The request>
Render the lines of the material as a JSON list of strings, one string per line, leaving out blank lines. Begin at the line that contains "Reviewer note: every instance of the weathered" and continue through the end of the material.

Point annotation records
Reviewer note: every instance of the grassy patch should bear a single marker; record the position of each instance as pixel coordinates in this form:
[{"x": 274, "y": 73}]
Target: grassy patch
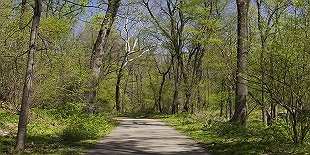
[
  {"x": 220, "y": 137},
  {"x": 67, "y": 130}
]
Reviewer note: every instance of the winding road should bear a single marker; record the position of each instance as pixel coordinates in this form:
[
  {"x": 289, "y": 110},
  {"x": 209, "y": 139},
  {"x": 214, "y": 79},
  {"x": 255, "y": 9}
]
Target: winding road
[{"x": 148, "y": 137}]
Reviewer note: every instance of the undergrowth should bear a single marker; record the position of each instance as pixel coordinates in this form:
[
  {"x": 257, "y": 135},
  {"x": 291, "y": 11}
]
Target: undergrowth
[
  {"x": 64, "y": 130},
  {"x": 220, "y": 137}
]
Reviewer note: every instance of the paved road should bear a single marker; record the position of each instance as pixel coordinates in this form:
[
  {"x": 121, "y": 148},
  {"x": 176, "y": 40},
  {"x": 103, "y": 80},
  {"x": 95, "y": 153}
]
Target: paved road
[{"x": 148, "y": 137}]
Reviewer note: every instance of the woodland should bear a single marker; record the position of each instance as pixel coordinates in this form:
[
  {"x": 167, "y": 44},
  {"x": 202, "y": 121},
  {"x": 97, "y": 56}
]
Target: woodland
[{"x": 234, "y": 75}]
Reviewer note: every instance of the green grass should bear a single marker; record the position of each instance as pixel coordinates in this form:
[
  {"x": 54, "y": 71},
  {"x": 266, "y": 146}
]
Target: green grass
[
  {"x": 219, "y": 137},
  {"x": 67, "y": 130}
]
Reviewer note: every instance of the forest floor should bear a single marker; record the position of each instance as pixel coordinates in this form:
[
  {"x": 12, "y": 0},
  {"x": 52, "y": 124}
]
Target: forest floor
[
  {"x": 65, "y": 130},
  {"x": 148, "y": 137},
  {"x": 221, "y": 138}
]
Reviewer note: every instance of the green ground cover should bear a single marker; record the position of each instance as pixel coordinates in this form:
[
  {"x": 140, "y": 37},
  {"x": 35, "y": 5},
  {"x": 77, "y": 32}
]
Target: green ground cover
[{"x": 65, "y": 130}]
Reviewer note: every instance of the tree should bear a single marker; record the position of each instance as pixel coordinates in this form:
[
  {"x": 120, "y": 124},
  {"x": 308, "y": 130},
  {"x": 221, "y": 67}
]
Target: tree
[
  {"x": 241, "y": 107},
  {"x": 23, "y": 116},
  {"x": 98, "y": 51}
]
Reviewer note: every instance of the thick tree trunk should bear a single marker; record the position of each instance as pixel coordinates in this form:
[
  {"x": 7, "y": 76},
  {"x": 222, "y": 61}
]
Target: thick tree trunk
[
  {"x": 98, "y": 51},
  {"x": 117, "y": 92},
  {"x": 161, "y": 92},
  {"x": 23, "y": 116},
  {"x": 241, "y": 108}
]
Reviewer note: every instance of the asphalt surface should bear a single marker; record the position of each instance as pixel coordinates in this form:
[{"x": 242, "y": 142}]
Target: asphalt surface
[{"x": 148, "y": 137}]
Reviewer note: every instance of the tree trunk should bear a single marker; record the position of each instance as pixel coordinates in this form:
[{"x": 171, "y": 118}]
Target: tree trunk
[
  {"x": 97, "y": 56},
  {"x": 161, "y": 92},
  {"x": 241, "y": 108},
  {"x": 23, "y": 116},
  {"x": 117, "y": 92}
]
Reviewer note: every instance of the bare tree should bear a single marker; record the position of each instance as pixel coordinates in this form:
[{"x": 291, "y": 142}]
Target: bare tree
[
  {"x": 98, "y": 51},
  {"x": 241, "y": 107},
  {"x": 23, "y": 116}
]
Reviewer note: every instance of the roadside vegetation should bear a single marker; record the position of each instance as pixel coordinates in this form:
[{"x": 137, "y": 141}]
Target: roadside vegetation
[
  {"x": 66, "y": 66},
  {"x": 65, "y": 130},
  {"x": 220, "y": 137}
]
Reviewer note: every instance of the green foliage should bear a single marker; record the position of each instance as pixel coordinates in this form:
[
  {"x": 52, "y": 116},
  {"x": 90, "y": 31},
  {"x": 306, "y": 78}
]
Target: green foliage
[
  {"x": 65, "y": 130},
  {"x": 220, "y": 137}
]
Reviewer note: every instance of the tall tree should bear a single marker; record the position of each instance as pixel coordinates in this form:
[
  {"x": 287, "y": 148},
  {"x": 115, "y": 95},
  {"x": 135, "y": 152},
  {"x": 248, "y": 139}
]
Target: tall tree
[
  {"x": 98, "y": 51},
  {"x": 241, "y": 107},
  {"x": 23, "y": 117}
]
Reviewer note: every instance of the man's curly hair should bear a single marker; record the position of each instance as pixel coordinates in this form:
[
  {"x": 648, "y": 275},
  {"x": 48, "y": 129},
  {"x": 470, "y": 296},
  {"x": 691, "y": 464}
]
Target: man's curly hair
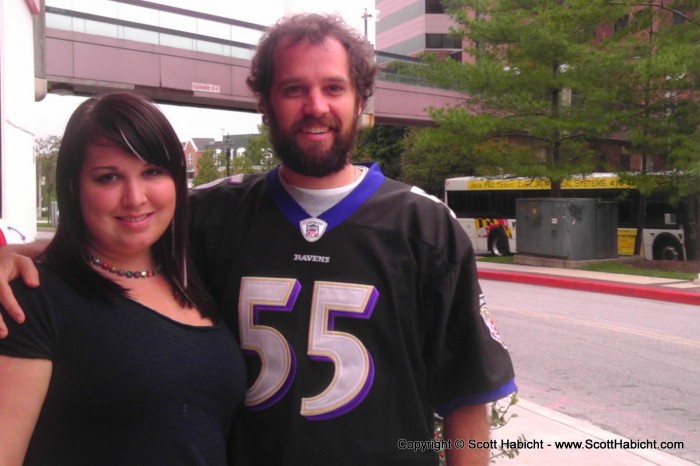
[{"x": 315, "y": 28}]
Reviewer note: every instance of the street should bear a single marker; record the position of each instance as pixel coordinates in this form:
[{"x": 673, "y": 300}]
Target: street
[{"x": 627, "y": 365}]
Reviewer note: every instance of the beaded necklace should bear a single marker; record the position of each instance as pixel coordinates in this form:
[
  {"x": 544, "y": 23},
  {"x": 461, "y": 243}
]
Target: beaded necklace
[{"x": 121, "y": 272}]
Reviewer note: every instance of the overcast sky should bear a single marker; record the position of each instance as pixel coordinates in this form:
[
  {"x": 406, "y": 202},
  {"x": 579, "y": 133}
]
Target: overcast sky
[{"x": 53, "y": 112}]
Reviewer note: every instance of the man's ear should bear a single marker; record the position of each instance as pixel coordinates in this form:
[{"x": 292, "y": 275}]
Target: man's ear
[{"x": 263, "y": 108}]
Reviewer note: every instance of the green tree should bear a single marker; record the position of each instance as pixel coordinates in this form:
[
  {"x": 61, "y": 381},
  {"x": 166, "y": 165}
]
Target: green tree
[
  {"x": 553, "y": 80},
  {"x": 259, "y": 149},
  {"x": 382, "y": 144},
  {"x": 531, "y": 61},
  {"x": 207, "y": 169},
  {"x": 657, "y": 99},
  {"x": 46, "y": 153}
]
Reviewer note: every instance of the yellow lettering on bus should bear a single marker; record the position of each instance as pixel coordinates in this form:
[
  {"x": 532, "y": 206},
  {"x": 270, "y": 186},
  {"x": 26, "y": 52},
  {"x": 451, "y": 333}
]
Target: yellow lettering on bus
[
  {"x": 625, "y": 241},
  {"x": 541, "y": 183}
]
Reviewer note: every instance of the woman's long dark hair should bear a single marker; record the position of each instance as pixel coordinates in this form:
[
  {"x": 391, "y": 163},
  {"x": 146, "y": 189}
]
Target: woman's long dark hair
[{"x": 135, "y": 125}]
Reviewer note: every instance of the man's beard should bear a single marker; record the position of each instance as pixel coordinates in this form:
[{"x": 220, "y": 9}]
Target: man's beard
[{"x": 314, "y": 161}]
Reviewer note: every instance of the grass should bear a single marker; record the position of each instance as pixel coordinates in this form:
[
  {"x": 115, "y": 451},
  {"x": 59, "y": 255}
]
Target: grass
[
  {"x": 621, "y": 267},
  {"x": 611, "y": 267}
]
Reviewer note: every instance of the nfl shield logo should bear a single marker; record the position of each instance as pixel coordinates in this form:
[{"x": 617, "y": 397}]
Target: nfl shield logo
[{"x": 312, "y": 229}]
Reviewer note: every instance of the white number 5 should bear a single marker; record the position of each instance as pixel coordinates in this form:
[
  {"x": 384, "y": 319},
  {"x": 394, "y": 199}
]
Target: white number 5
[{"x": 354, "y": 368}]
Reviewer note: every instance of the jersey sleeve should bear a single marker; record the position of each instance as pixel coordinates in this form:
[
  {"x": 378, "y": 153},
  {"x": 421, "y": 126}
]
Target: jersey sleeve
[
  {"x": 36, "y": 338},
  {"x": 468, "y": 361}
]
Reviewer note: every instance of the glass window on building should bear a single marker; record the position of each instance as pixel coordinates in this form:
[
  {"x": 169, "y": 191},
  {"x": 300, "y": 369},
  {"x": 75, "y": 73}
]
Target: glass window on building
[{"x": 434, "y": 7}]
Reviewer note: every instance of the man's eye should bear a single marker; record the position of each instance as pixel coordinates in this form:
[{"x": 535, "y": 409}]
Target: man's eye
[
  {"x": 155, "y": 171},
  {"x": 106, "y": 178},
  {"x": 292, "y": 90}
]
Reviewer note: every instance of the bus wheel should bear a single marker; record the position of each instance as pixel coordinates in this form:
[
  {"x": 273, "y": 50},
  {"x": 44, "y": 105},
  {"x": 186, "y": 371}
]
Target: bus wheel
[
  {"x": 667, "y": 249},
  {"x": 499, "y": 244}
]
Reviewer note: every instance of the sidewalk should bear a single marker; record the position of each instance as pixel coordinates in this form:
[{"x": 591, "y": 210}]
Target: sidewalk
[
  {"x": 541, "y": 426},
  {"x": 662, "y": 289}
]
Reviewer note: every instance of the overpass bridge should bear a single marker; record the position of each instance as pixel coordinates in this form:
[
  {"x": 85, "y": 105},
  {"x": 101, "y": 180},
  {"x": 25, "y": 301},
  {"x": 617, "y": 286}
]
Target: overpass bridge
[{"x": 185, "y": 57}]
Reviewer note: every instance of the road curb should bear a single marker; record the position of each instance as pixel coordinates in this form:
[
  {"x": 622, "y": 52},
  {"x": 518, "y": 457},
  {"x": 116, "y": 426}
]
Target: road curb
[{"x": 624, "y": 289}]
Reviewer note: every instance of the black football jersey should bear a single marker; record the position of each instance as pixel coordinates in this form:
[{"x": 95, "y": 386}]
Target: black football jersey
[{"x": 357, "y": 324}]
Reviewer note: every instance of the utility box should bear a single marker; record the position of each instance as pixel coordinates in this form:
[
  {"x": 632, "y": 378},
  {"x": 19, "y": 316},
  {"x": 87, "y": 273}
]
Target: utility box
[{"x": 566, "y": 228}]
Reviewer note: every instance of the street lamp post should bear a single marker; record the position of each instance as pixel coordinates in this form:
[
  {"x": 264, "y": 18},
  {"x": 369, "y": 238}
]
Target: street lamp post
[{"x": 365, "y": 16}]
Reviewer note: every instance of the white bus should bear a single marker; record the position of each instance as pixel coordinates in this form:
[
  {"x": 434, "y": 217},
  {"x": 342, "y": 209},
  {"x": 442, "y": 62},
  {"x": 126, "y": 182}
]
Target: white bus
[{"x": 485, "y": 207}]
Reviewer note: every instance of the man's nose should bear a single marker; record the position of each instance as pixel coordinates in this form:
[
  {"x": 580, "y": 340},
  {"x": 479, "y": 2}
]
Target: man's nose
[{"x": 316, "y": 103}]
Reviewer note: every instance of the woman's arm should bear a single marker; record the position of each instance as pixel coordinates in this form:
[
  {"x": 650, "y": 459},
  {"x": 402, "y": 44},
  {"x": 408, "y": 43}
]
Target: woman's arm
[{"x": 23, "y": 387}]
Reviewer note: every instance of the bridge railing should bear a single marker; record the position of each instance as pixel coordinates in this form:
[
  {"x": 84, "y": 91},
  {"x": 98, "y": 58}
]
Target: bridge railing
[{"x": 164, "y": 25}]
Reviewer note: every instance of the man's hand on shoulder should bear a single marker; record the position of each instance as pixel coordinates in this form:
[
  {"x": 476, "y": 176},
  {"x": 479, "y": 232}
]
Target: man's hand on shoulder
[{"x": 15, "y": 261}]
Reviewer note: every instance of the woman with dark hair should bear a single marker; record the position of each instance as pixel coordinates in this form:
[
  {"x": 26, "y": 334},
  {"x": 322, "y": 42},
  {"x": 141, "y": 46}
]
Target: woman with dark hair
[{"x": 123, "y": 358}]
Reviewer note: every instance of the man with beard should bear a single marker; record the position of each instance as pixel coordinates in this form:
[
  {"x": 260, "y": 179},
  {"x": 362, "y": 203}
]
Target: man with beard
[{"x": 355, "y": 296}]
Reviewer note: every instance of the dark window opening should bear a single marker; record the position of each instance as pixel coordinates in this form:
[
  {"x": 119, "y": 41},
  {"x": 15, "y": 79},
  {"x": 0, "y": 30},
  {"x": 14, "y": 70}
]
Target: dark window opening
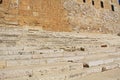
[
  {"x": 102, "y": 4},
  {"x": 0, "y": 1},
  {"x": 112, "y": 7},
  {"x": 84, "y": 1},
  {"x": 93, "y": 2}
]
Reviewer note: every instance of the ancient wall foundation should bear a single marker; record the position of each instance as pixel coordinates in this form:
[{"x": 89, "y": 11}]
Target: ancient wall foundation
[{"x": 63, "y": 15}]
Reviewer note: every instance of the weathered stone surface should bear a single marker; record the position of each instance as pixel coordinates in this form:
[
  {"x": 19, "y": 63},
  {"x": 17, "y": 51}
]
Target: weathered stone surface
[{"x": 63, "y": 15}]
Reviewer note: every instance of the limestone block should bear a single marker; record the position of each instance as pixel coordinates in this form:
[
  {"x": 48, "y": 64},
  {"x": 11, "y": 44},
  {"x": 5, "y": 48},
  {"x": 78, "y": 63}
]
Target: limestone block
[
  {"x": 94, "y": 63},
  {"x": 109, "y": 66},
  {"x": 4, "y": 74},
  {"x": 108, "y": 61},
  {"x": 15, "y": 57},
  {"x": 75, "y": 66},
  {"x": 11, "y": 63},
  {"x": 93, "y": 70},
  {"x": 73, "y": 75},
  {"x": 2, "y": 64}
]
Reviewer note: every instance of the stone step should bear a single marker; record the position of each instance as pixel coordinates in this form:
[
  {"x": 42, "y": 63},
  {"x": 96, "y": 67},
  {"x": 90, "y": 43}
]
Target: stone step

Written reply>
[
  "Reviewer note: every instance of the weathered stone surface should bear a single marker; record the position of each instance as pixel coordinates in this form:",
  "[",
  "  {\"x\": 19, \"y\": 63},",
  "  {\"x\": 17, \"y\": 51}",
  "]",
  "Target: weathered stone surface",
  "[{\"x\": 63, \"y\": 15}]",
  "Reviewer note: every instance of the limestone block should bear a single marker; record the position of each instance as pixel coordinates in this form:",
  "[",
  "  {\"x\": 48, \"y\": 64},",
  "  {\"x\": 11, \"y\": 44},",
  "  {\"x\": 5, \"y\": 48},",
  "  {\"x\": 78, \"y\": 63}",
  "]",
  "Target: limestone block",
  "[",
  "  {\"x\": 94, \"y\": 63},",
  "  {\"x\": 109, \"y\": 66},",
  "  {\"x\": 4, \"y\": 74},",
  "  {\"x\": 108, \"y\": 61},",
  "  {\"x\": 15, \"y\": 57},",
  "  {\"x\": 75, \"y\": 66},",
  "  {\"x\": 11, \"y\": 63},",
  "  {\"x\": 93, \"y\": 70},",
  "  {\"x\": 73, \"y\": 75},",
  "  {\"x\": 2, \"y\": 64}",
  "]",
  "Reviewer note: every instance of the stone step should bear a single marker; record the position of each instance as pixel coordinates in this form:",
  "[",
  "  {\"x\": 42, \"y\": 63},",
  "  {\"x\": 96, \"y\": 67},",
  "  {\"x\": 90, \"y\": 43}",
  "]",
  "Target: stone step"
]